## Exercise details
Say how many lines of these entries include the word "black", and answer with the number alone.

((

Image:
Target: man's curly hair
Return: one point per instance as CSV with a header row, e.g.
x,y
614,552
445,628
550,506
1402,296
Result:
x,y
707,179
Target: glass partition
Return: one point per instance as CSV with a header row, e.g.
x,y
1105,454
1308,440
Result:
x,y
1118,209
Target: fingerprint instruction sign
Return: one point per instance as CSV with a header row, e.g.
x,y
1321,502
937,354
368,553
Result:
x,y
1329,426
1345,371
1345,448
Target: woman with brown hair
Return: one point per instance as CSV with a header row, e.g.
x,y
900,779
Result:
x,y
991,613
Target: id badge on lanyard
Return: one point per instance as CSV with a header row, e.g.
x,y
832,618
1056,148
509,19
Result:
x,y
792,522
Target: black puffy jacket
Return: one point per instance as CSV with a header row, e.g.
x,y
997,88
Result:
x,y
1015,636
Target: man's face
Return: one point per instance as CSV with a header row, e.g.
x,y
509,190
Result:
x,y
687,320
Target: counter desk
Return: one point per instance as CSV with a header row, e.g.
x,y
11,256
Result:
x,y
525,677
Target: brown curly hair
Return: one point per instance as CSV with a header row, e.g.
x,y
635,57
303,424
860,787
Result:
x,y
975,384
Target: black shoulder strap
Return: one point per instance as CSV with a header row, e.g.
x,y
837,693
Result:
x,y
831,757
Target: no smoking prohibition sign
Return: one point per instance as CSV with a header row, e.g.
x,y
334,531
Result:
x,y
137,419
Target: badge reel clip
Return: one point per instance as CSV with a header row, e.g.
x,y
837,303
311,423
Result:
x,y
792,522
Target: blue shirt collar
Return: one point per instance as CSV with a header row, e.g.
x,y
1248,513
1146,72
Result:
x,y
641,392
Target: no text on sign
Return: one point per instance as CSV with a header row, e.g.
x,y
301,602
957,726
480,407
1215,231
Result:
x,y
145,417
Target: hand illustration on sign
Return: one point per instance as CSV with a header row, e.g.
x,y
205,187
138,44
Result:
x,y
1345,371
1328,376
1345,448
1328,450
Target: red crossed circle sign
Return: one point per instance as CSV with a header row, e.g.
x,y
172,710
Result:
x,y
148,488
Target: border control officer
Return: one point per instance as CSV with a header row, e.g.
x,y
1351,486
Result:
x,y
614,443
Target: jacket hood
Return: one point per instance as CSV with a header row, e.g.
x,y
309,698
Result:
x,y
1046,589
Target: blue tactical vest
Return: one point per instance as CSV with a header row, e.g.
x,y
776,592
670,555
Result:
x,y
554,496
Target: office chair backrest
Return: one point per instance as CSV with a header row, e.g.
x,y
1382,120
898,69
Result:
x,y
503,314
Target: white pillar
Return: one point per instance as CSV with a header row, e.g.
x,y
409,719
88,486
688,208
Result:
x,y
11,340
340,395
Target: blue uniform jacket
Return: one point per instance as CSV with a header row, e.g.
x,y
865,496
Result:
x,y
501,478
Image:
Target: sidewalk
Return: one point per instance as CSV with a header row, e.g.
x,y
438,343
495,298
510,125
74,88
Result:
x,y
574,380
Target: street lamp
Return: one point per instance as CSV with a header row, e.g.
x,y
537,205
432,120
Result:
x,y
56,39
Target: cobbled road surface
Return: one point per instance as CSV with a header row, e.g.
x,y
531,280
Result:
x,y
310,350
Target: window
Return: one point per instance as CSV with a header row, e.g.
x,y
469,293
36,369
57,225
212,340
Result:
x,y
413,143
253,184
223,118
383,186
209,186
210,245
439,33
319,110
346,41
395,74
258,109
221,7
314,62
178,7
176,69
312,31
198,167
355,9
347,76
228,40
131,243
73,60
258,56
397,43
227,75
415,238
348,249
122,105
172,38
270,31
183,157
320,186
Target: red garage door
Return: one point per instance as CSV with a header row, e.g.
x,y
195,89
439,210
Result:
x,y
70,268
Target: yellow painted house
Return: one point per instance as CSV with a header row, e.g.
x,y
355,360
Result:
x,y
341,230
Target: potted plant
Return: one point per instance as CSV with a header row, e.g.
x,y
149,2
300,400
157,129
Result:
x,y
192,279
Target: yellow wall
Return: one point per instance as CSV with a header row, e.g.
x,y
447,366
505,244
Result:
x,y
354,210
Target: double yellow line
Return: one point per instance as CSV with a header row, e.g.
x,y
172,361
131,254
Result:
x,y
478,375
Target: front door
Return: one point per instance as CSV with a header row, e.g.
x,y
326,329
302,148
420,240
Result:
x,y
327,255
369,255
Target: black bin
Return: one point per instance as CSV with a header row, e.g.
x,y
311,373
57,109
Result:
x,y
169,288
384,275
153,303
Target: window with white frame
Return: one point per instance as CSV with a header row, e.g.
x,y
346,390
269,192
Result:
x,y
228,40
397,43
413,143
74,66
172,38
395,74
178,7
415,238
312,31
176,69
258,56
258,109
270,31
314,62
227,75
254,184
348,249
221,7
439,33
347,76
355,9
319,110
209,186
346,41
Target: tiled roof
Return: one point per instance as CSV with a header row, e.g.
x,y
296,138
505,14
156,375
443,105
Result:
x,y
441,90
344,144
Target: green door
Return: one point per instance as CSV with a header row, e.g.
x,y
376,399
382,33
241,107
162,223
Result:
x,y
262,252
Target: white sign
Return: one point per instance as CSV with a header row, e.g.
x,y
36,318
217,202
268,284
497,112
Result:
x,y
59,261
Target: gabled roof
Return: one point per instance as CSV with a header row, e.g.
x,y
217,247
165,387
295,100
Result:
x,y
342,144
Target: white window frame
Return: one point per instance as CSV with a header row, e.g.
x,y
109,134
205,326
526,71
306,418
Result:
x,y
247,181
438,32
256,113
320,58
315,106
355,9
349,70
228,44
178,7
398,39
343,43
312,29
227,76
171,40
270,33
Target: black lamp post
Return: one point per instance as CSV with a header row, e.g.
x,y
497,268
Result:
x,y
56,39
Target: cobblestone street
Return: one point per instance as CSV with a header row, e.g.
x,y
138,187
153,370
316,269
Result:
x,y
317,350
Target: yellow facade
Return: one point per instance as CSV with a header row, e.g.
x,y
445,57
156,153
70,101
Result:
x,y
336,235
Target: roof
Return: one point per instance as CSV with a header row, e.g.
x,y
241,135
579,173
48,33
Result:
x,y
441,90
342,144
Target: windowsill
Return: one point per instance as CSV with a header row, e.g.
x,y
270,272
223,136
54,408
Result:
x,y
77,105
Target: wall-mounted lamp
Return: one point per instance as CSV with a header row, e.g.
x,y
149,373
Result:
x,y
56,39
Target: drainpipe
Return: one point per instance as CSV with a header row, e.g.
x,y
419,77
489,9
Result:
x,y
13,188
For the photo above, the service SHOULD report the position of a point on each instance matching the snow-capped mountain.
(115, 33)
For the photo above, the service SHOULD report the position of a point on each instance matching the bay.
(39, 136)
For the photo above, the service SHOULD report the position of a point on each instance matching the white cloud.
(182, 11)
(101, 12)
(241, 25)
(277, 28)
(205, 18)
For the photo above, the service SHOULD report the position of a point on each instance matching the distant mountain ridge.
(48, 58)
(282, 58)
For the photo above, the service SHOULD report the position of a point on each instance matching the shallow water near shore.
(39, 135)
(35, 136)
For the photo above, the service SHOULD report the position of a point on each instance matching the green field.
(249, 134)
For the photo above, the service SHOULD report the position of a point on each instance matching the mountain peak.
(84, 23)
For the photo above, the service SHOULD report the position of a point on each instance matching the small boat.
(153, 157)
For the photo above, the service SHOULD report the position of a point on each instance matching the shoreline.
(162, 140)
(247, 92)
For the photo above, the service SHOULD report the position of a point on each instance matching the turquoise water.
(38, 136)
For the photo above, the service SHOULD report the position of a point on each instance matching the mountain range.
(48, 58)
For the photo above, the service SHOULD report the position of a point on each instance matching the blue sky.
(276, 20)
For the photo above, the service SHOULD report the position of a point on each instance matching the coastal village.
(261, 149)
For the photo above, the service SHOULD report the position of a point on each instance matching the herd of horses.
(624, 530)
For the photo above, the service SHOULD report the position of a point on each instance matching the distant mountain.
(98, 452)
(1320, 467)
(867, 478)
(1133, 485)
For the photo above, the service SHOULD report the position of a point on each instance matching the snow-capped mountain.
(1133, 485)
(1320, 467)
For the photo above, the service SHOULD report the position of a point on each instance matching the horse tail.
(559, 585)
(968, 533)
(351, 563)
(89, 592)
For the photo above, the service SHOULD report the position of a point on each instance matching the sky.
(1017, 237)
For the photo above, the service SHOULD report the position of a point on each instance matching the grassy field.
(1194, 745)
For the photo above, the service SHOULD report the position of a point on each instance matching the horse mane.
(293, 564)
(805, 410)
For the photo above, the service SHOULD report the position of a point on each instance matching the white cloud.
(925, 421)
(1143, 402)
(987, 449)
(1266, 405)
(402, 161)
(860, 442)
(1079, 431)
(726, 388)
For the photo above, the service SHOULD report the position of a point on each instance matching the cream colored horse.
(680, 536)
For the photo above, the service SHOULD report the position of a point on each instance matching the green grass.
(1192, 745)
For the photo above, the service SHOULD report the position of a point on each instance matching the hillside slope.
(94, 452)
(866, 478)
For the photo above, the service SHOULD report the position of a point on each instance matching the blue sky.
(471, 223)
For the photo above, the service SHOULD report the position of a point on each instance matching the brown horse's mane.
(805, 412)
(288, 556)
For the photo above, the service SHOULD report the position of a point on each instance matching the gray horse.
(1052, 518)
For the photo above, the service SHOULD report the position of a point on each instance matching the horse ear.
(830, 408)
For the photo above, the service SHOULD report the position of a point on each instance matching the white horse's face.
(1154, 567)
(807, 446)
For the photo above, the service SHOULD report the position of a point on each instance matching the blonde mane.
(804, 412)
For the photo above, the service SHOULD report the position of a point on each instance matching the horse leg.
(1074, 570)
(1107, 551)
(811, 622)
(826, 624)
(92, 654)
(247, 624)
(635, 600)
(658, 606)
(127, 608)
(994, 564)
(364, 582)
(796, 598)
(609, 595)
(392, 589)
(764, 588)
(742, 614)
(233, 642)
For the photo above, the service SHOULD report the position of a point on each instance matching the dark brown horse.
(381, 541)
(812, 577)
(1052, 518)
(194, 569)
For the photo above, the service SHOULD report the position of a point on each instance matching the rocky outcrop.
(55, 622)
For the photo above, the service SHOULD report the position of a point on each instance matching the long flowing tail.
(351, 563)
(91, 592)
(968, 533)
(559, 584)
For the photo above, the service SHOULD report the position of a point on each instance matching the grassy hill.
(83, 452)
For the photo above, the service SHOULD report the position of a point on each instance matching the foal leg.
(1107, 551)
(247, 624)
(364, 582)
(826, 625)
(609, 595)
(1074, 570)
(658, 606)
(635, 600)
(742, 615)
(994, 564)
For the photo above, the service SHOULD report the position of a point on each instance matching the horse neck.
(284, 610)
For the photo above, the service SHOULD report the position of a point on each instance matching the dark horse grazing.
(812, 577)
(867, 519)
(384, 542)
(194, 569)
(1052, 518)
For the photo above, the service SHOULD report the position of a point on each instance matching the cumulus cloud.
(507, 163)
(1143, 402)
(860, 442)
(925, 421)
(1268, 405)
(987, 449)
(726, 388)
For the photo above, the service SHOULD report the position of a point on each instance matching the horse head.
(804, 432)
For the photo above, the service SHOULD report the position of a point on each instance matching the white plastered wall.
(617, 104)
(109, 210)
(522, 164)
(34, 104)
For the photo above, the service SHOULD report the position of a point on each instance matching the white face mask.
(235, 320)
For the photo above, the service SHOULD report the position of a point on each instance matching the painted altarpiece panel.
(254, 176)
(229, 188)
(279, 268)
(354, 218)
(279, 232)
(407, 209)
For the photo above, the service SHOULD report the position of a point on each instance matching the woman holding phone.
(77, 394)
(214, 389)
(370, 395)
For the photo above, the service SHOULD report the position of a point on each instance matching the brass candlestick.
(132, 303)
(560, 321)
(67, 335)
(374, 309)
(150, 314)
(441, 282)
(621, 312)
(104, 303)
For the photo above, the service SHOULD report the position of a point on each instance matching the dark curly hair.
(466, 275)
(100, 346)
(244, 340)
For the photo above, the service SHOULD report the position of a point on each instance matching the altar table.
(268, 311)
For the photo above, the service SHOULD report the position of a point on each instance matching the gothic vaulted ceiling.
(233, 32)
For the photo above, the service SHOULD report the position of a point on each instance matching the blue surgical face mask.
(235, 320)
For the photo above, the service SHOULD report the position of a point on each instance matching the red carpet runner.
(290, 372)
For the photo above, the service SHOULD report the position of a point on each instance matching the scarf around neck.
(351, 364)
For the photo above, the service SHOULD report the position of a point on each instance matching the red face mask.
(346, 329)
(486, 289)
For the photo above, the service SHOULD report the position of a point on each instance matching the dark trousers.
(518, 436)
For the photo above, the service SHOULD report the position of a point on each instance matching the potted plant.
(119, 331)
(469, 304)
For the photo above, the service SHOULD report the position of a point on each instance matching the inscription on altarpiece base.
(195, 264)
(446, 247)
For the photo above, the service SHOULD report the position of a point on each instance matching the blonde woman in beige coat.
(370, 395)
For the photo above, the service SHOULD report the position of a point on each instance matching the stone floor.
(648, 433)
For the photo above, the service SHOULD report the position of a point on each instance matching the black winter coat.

))

## Exercise answer
5